* What you are asked to do *
Gather every line of the entries below that contains the string "pixels", and reproduce each such line in full. Treat the match as case-sensitive.

* Entries shown *
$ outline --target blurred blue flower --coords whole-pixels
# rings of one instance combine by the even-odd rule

==

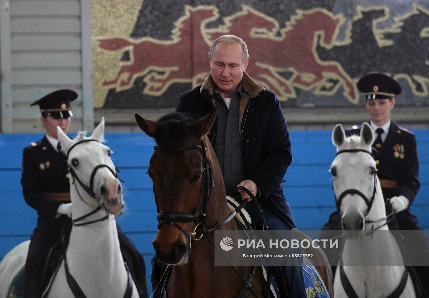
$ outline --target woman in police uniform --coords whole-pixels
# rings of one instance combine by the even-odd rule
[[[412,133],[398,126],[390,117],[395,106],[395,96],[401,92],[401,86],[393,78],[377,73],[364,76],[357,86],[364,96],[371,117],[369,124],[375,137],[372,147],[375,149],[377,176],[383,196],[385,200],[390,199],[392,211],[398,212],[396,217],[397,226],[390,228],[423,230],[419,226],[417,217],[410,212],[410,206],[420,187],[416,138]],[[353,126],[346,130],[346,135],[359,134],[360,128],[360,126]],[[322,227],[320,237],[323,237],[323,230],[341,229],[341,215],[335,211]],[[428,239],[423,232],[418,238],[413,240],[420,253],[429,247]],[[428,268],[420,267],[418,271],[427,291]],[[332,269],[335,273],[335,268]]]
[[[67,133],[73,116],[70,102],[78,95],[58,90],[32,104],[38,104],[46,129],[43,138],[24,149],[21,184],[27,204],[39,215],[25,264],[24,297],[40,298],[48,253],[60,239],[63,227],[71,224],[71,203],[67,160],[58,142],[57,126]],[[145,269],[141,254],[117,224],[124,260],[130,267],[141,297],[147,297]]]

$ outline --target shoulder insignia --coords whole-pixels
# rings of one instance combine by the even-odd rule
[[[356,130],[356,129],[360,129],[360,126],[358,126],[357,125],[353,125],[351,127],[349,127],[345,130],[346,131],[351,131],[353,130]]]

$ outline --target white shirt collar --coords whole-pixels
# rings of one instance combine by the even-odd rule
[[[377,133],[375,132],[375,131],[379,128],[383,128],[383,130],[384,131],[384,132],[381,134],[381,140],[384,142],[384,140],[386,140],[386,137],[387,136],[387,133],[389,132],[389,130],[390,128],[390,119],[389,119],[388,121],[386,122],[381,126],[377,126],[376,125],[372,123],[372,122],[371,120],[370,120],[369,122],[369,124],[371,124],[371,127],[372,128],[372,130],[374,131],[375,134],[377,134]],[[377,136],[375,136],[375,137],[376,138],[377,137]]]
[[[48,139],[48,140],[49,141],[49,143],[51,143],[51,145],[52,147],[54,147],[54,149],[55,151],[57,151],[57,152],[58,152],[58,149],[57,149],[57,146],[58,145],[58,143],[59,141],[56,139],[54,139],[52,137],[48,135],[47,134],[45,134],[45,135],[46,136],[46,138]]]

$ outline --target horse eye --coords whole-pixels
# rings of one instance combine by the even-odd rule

* Exercise solution *
$ outline --target blurred blue flower --coords whole-pixels
$ outline --target woman in police uniform --coords whole-pixels
$ outline --target shoulder insignia --coords whole-pixels
$ outline --target white shirt collar --coords whole-pixels
$ outline --target horse eye --coords whole-pixels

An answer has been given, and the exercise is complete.